* [Data for this exercise]
▬▬▬▬▬▬

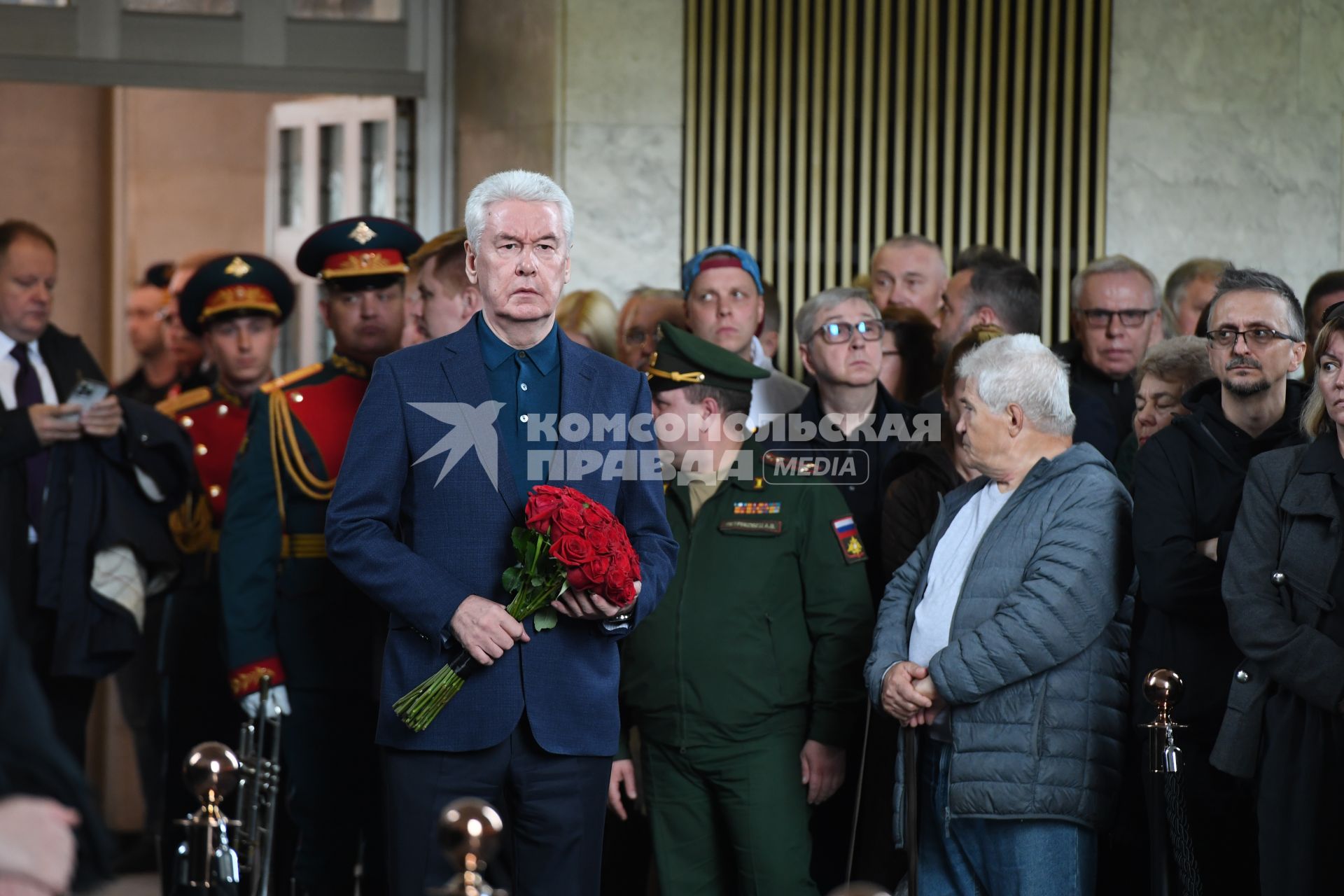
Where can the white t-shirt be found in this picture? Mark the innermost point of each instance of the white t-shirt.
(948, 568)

▬▬▬▬▬▬

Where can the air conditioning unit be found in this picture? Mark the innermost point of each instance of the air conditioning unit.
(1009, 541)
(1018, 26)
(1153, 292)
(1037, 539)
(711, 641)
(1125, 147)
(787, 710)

▬▬▬▬▬▬

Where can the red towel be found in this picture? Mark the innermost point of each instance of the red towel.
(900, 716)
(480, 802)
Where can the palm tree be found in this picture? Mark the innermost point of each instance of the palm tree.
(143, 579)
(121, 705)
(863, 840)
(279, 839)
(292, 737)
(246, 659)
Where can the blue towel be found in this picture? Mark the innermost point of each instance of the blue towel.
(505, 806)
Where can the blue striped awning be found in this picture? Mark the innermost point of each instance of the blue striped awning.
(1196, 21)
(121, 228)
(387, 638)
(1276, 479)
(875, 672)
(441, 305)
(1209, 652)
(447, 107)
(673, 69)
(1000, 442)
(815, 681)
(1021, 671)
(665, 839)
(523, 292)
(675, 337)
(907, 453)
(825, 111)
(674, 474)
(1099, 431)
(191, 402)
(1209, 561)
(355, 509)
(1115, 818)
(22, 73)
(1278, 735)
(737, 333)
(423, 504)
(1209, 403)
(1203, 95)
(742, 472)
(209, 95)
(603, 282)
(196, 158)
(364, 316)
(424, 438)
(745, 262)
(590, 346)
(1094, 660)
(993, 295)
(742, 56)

▬▬▬▬▬▬

* [What you should do] Gather every line of the material above that contains the word "towel" and copy each such line in full. Case counts.

* [Solution to this task]
Where can the red towel be found in this picture? Mark the innermost point of each instance of the red towel.
Where can the blue towel be found in this picture? Mark the innermost point of each instance of the blue towel.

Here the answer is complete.